Data shown:
━━━━━━━━━━━━━━━━

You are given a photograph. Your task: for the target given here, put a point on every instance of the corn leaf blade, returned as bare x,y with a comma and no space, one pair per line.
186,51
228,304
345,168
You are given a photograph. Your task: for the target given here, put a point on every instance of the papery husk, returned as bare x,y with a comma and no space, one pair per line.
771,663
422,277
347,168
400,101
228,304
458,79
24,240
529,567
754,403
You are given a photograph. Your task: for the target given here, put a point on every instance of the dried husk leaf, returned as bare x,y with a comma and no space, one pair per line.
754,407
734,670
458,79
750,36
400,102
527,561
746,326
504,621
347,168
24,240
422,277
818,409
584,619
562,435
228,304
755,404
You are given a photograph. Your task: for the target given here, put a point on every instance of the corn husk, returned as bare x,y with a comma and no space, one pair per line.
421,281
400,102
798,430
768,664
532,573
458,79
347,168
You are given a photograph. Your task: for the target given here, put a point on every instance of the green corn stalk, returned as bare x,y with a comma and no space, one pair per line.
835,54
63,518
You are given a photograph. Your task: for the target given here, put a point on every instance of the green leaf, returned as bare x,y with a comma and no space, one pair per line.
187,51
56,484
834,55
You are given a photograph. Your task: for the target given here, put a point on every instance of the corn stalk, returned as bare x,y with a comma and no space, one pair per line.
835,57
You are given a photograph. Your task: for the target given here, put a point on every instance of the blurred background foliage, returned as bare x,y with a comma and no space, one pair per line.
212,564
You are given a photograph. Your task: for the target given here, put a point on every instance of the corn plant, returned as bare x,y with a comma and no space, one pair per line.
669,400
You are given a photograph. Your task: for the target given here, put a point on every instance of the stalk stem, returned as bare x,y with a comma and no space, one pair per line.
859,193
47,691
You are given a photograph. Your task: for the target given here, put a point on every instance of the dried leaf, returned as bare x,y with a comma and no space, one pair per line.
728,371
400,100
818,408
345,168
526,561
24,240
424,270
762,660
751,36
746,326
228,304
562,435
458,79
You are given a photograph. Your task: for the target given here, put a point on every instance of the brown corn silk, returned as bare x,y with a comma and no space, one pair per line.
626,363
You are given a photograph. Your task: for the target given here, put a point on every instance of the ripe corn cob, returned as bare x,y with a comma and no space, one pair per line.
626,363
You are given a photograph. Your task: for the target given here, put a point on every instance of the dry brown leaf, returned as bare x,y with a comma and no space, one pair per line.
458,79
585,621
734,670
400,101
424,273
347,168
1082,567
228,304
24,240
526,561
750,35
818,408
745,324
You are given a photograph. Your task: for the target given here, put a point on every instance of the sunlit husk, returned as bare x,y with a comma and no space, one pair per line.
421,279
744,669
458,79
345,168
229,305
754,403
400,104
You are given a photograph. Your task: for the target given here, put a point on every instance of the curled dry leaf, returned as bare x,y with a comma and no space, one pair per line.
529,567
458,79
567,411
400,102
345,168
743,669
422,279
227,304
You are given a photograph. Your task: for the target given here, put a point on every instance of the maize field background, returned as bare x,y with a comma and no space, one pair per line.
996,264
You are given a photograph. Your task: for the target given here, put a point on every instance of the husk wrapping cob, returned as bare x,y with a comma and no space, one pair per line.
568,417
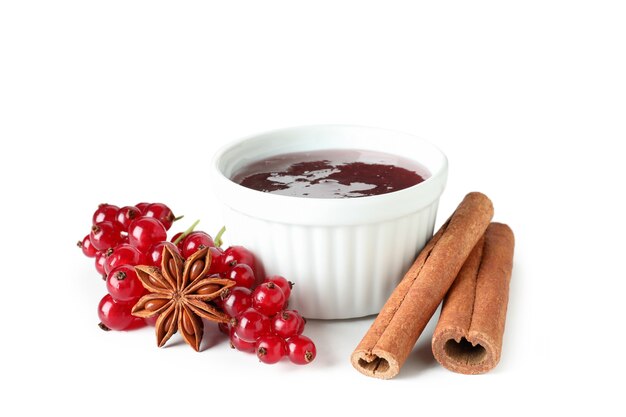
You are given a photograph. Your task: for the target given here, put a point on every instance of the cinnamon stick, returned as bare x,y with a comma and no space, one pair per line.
393,334
468,336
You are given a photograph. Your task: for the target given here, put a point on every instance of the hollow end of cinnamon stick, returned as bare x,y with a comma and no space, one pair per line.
469,333
379,364
391,337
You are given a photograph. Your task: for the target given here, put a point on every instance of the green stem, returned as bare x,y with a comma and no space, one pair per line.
186,232
218,239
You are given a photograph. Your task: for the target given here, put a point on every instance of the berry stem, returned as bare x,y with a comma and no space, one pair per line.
186,232
218,239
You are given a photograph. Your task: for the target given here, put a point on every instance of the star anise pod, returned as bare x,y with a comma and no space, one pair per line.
180,293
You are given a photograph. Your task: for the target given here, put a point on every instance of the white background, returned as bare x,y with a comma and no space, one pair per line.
125,101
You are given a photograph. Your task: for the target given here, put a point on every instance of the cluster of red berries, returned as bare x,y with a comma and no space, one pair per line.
262,324
122,238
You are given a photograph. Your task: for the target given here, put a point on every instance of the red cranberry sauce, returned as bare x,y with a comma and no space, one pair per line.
331,173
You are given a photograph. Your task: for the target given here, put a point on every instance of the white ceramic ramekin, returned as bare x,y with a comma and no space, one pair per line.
345,256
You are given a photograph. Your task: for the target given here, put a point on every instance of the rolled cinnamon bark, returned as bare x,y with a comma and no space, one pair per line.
468,336
393,334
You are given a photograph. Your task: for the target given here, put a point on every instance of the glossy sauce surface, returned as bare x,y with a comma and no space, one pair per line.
331,173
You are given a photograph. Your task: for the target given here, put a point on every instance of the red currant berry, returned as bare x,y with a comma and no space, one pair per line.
251,324
154,255
145,232
105,213
123,284
287,323
126,215
161,212
239,255
238,343
123,254
114,315
283,283
195,241
268,298
237,302
242,274
217,261
100,260
300,349
105,235
142,207
180,242
270,348
87,247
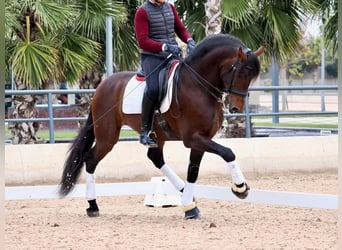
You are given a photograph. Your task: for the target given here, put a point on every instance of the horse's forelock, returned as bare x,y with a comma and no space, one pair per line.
253,62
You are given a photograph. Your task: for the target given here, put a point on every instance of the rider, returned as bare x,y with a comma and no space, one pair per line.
156,25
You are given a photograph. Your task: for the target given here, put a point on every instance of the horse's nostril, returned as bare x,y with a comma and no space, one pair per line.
234,110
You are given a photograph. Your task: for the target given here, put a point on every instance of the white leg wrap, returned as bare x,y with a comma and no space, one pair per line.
90,186
177,182
235,170
188,194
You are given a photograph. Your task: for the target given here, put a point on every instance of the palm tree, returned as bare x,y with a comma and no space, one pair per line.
48,42
274,24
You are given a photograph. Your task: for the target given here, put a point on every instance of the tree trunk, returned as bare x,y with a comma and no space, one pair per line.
235,125
25,107
90,80
213,15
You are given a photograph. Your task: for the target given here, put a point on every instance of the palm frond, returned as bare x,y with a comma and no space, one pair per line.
33,62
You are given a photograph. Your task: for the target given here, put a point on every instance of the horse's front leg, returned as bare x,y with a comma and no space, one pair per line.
188,200
157,157
239,186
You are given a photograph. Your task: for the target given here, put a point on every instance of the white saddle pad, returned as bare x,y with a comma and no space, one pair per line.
134,93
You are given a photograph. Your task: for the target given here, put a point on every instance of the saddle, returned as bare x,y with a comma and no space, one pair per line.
163,78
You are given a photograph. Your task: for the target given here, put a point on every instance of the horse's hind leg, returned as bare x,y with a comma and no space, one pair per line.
104,144
156,156
188,201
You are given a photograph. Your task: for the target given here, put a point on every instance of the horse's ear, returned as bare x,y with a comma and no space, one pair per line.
259,51
242,55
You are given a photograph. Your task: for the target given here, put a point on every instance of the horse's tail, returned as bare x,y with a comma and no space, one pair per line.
76,157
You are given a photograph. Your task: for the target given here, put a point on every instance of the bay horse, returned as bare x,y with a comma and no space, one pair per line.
220,65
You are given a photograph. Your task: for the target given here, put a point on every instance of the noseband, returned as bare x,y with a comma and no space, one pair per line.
209,86
230,89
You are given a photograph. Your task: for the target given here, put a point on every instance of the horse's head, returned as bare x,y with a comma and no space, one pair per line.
237,77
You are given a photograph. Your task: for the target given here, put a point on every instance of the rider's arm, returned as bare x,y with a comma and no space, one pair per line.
142,32
180,29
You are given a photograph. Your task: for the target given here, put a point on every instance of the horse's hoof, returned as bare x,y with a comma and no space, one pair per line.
93,209
192,212
241,191
93,213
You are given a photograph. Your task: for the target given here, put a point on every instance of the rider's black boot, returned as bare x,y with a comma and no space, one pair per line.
147,113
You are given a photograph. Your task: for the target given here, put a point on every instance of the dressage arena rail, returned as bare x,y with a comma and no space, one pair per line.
256,154
247,114
296,199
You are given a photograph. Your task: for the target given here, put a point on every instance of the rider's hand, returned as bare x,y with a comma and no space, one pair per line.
174,49
191,46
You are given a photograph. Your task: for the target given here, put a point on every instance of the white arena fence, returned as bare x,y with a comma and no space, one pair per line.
161,191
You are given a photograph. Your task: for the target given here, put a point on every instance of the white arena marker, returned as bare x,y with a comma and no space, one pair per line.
266,197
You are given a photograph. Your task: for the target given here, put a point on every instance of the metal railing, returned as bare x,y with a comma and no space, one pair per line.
51,119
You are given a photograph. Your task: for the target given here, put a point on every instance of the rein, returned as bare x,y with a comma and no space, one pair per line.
207,85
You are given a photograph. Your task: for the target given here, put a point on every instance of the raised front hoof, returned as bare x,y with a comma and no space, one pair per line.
93,209
192,212
93,213
148,141
241,191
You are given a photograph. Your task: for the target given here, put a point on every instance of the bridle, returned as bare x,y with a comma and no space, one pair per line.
211,88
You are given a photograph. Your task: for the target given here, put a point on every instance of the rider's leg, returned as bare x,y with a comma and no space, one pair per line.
147,113
151,66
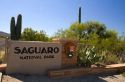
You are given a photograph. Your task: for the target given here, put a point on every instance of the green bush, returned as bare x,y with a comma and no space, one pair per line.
88,56
111,59
123,74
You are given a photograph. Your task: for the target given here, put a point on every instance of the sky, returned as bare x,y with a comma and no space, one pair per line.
51,15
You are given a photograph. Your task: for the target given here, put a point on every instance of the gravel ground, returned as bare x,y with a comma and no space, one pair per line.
41,78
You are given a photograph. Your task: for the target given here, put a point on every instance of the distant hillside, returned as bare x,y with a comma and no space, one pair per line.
4,34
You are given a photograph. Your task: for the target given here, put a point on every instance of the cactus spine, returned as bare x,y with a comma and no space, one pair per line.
15,30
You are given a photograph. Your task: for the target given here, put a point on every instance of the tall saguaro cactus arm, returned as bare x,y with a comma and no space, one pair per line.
19,26
79,17
12,29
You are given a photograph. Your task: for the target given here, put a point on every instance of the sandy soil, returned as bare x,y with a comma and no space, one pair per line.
41,78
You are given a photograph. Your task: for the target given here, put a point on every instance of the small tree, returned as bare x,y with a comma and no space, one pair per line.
31,35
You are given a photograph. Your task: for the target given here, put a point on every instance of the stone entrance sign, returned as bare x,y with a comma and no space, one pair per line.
33,57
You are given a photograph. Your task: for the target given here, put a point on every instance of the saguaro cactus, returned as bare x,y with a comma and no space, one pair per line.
19,26
79,16
15,30
12,29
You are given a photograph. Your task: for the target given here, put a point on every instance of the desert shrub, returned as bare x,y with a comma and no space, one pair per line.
88,56
123,74
111,59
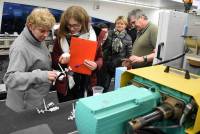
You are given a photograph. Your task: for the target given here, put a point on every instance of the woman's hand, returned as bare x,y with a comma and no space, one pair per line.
90,64
52,75
64,58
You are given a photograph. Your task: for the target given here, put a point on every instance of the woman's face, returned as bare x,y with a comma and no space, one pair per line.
73,26
120,25
39,32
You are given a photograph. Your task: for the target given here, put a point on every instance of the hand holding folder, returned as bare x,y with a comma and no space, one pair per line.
81,50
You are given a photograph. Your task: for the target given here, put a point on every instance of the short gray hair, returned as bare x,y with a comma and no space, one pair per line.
137,13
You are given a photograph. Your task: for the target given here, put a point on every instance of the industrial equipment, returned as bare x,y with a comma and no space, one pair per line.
157,97
154,99
178,31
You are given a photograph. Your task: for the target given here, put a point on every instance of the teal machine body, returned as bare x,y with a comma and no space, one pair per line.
109,113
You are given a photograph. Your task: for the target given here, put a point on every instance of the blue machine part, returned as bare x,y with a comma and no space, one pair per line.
108,113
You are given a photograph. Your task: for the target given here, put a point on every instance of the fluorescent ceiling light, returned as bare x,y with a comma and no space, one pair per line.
134,3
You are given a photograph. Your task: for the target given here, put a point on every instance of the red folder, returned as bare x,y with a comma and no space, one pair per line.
80,50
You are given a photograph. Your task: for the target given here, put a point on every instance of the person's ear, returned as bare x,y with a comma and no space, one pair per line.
30,26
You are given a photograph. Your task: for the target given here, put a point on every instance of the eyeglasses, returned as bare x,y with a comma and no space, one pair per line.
75,26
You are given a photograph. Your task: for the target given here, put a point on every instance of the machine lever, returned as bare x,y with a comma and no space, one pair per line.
159,49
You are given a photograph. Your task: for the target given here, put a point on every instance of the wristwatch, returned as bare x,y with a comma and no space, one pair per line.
145,58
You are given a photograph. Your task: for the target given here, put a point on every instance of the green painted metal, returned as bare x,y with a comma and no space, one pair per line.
108,113
163,89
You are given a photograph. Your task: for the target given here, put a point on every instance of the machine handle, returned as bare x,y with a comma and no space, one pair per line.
159,49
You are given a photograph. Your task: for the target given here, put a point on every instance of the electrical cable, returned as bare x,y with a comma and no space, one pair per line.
174,58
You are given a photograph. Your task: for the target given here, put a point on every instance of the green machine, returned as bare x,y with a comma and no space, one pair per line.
149,98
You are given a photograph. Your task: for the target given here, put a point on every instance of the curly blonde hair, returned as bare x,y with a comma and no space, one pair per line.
77,13
122,18
41,17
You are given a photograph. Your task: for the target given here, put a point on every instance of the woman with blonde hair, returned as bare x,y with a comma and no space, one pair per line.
29,76
75,22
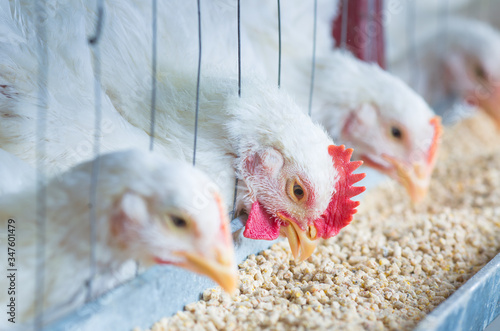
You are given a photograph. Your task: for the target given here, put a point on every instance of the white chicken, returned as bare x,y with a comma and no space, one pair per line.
459,71
390,127
147,209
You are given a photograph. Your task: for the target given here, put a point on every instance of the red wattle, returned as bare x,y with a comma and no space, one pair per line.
260,225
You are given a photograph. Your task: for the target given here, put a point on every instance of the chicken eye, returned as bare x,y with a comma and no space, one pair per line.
396,132
179,222
298,191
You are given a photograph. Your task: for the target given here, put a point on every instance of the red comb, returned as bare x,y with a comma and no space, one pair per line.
341,208
438,130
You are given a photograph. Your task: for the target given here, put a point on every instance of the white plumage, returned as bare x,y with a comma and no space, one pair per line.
147,209
263,136
358,103
70,112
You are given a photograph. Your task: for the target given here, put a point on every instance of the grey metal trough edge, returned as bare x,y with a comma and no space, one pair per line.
472,307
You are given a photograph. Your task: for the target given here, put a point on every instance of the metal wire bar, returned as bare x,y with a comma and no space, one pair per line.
94,42
197,86
313,69
279,44
41,129
412,38
153,74
343,32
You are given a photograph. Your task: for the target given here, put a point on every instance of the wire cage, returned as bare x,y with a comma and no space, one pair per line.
148,296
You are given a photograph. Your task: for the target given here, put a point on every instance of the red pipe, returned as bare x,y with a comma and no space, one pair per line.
365,29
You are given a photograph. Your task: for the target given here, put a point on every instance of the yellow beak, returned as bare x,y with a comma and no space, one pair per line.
222,269
301,243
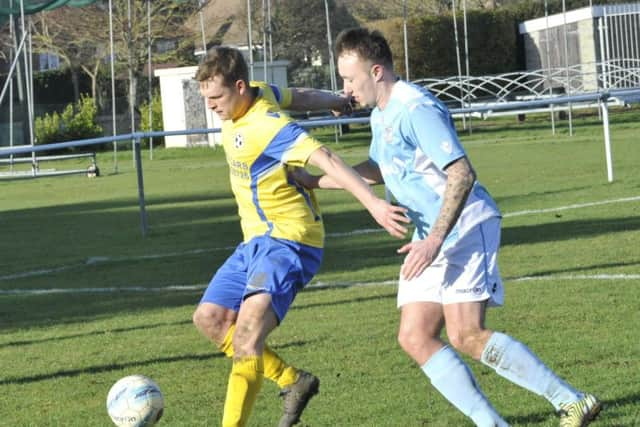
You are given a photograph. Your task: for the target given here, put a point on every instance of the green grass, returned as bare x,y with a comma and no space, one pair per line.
62,352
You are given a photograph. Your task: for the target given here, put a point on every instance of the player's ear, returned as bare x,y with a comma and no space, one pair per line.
240,86
377,71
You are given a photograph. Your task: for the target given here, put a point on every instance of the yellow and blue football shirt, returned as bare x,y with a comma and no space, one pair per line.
260,147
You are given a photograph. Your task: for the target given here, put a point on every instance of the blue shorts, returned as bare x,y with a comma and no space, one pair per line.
278,267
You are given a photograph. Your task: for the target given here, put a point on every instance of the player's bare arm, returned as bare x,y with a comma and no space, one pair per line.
303,99
421,253
390,217
368,171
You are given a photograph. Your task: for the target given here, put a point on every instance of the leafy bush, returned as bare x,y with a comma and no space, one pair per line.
77,121
48,128
156,119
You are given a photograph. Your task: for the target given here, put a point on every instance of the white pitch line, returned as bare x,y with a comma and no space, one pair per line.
314,285
104,259
568,207
578,277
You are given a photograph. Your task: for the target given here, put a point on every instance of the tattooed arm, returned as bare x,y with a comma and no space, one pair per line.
421,253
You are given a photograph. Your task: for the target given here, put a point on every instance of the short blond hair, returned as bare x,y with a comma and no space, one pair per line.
225,62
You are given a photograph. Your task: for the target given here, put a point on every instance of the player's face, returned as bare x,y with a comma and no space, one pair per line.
226,101
358,76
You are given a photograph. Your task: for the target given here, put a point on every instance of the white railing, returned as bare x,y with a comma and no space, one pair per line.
536,84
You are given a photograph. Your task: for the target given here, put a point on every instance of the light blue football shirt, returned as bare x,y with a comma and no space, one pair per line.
413,141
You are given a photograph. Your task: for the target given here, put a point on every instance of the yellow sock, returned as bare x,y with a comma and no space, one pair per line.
275,368
245,382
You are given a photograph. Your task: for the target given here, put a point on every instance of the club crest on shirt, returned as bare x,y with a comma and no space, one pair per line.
446,146
388,135
238,140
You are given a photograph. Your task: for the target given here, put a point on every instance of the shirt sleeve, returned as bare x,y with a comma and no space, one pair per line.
292,145
432,131
283,95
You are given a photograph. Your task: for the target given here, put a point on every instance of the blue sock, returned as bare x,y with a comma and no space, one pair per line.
515,362
453,379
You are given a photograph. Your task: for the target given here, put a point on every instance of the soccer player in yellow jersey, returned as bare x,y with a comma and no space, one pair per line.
282,228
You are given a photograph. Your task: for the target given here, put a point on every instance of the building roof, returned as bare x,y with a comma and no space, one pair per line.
225,23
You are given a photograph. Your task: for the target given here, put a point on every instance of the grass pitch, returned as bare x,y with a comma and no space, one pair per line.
75,315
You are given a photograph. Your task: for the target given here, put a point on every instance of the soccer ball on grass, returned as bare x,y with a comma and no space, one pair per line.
135,401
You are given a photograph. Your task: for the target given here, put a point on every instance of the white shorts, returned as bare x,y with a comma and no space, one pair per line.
465,272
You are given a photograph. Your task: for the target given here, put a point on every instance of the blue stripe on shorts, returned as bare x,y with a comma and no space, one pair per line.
265,264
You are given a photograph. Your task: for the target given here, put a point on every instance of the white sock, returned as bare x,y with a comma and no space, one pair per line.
453,379
515,362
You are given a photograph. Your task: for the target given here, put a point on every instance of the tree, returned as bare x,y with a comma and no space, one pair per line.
80,37
300,35
132,36
76,37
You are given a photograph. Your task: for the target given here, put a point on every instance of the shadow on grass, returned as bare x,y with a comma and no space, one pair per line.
558,230
67,373
47,310
20,343
580,268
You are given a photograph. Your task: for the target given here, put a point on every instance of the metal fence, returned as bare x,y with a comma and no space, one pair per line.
602,98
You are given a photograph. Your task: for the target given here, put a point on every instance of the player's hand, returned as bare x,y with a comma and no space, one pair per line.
420,255
303,177
391,218
347,108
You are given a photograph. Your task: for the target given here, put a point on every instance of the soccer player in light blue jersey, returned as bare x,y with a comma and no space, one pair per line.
450,272
283,232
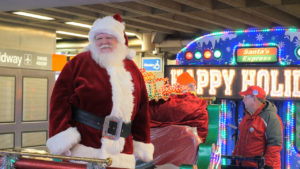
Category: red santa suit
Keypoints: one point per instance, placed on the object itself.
(111, 91)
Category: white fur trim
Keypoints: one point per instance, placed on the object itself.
(119, 160)
(63, 141)
(143, 151)
(131, 54)
(108, 25)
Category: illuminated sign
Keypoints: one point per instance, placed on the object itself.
(152, 64)
(226, 82)
(256, 55)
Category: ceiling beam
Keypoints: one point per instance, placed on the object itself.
(229, 13)
(176, 8)
(265, 11)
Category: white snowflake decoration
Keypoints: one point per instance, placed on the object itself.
(228, 49)
(259, 37)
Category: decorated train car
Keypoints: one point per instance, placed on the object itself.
(224, 63)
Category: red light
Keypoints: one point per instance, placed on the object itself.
(189, 55)
(207, 54)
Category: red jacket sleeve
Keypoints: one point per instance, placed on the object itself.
(60, 109)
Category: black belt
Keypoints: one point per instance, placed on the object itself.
(110, 125)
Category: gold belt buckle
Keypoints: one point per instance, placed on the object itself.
(112, 127)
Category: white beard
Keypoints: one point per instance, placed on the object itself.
(112, 59)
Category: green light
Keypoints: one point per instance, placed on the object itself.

━━━━━━━━━━━━━━━━

Work to do:
Could you quote, exactly as they appear, the line containing "Category: ceiling beam" and every line after it to the end of the records above?

The completed task:
Category: ceiling beam
Keypoints: one point per instance, placed on the object itself.
(229, 13)
(176, 8)
(265, 11)
Category: white snowflake decoration
Keypoints: one point per instance, placed on the object itself.
(228, 49)
(259, 37)
Category: decorated train car
Keypoints: one point per instance, placed on the object itself.
(224, 63)
Category: red light
Keypoints: one point per instance, placed on the object itself.
(189, 55)
(207, 54)
Category: red jacket sleeve
Keypoints: one point per instance, placed on the object itself.
(60, 109)
Category: black belt
Keypoints: one point per instance, placed on the object itself.
(110, 125)
Category: gold belt buckle
Keypoints: one point per instance, placed on the object itself.
(112, 127)
Category: white beard
Keypoints: one point per instance, placed on the object itself.
(112, 59)
Category: green light
Keypoints: one point per instance, placed on the object itself.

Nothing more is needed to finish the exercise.